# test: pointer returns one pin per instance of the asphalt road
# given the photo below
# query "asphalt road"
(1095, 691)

==

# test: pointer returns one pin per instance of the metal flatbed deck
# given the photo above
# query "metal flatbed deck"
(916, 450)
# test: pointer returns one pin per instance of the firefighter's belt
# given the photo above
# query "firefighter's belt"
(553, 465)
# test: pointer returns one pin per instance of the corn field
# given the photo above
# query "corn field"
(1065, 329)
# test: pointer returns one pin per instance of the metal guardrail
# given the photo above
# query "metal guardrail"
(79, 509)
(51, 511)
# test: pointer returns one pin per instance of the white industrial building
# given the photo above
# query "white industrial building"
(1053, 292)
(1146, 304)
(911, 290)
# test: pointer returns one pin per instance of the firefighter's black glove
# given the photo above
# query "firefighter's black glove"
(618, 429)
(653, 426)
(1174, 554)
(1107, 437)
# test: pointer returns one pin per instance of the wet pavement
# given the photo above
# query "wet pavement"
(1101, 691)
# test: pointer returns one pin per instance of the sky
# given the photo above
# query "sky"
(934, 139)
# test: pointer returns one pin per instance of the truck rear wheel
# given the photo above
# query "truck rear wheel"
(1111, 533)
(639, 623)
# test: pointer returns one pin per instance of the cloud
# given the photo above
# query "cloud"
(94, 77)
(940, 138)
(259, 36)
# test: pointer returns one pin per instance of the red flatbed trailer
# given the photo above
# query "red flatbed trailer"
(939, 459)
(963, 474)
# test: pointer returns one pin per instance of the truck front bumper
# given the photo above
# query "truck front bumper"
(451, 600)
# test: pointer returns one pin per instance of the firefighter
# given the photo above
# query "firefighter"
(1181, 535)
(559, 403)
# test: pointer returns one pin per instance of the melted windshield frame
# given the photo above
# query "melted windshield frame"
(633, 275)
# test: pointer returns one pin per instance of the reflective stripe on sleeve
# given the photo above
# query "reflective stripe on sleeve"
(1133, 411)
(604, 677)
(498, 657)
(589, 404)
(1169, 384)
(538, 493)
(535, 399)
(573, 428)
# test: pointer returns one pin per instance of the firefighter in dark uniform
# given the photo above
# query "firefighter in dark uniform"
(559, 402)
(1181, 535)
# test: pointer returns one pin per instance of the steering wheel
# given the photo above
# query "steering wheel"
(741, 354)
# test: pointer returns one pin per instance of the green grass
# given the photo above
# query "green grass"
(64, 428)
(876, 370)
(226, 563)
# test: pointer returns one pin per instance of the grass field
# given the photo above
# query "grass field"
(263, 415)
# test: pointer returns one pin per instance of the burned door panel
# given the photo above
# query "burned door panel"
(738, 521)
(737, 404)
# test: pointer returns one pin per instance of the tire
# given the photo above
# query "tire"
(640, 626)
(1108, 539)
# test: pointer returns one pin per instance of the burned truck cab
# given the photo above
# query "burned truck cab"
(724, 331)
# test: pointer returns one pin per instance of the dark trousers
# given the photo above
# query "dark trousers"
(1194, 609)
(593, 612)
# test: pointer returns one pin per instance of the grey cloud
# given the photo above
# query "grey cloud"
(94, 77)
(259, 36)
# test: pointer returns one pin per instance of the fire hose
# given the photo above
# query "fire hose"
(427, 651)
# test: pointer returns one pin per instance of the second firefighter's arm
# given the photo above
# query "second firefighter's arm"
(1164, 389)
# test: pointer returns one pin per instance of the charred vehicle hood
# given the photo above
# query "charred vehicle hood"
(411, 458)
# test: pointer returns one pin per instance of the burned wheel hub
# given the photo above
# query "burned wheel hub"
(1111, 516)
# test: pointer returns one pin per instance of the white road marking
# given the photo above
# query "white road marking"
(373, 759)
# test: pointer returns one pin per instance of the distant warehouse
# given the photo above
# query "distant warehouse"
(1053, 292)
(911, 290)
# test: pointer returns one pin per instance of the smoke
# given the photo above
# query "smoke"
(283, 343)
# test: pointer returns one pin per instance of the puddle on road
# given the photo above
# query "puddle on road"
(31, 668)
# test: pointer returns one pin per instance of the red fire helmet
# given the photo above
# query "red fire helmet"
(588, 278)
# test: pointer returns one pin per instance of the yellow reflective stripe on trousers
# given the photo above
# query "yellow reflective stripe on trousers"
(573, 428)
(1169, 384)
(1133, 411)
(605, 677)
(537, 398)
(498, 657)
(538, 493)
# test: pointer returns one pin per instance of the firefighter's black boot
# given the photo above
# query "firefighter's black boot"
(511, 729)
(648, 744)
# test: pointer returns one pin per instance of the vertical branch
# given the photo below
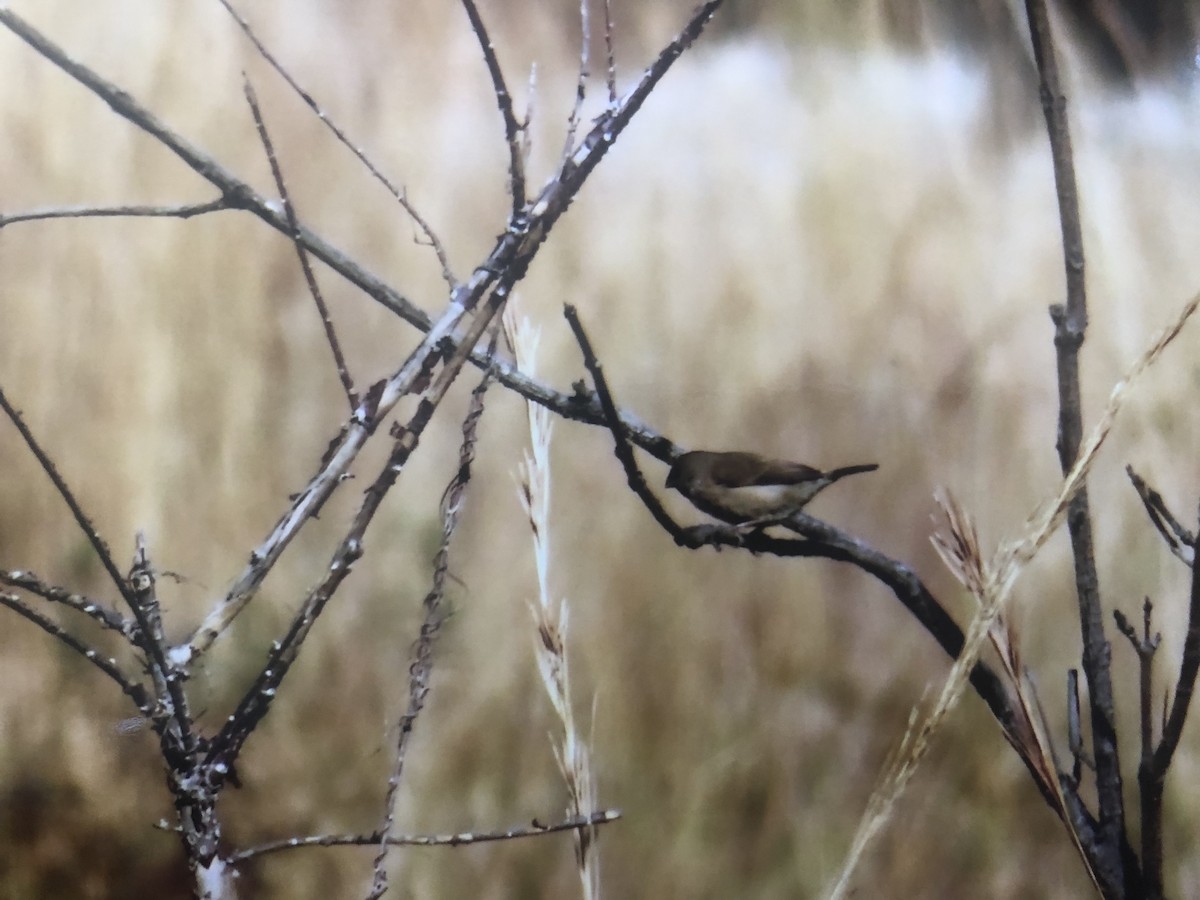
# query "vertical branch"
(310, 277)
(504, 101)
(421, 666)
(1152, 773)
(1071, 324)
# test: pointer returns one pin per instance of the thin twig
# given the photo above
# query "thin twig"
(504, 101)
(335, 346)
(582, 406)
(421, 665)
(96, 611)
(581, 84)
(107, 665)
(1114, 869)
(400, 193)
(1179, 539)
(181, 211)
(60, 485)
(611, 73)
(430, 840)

**Set exercise**
Copy out the listing word for word, starting at the line containing "the burned wheel hub" and ending at the line containing "(1071, 324)", leaving the pictures out of your answer.

**Result of this exercise**
# test: pointer returns one pin per instance of the burned wheel hub
# given the photo above
# query "burned wheel hub"
(1111, 516)
# test: pointer returns one pin per instance of the white road marking
# given the photo above
# query "white road marking"
(373, 759)
# test: pointer returns one pin per instance of the distant warehouse
# given the photo above
# query "distant warehouse"
(1053, 292)
(911, 290)
# test: pointer returns one pin per instance of the smoke
# given the photo above
# query "smoke"
(283, 343)
# test: pointer returns one pin per instance of the puddle on road
# given the photo above
# query "puddle on road"
(31, 668)
# test: pointer returns one pin per instance of the red fire helmet
# given the photo above
# query "red fire helmet"
(588, 278)
# test: pointer returns one pin per instance of the yellow reflective stripe on trousers
# given the photo above
# query "yellow reflective stripe on trousers"
(573, 428)
(1169, 384)
(1133, 411)
(605, 677)
(537, 398)
(498, 657)
(538, 493)
# test: pointer returns one pin per instance of the firefighter's black boot
# given the photo above
# query "firefighter's black boot"
(511, 729)
(648, 744)
# test: pointer returns one pin per instance of the vertical branch
# given the photo below
# query "vertical branch"
(310, 277)
(504, 101)
(421, 666)
(1152, 773)
(1071, 324)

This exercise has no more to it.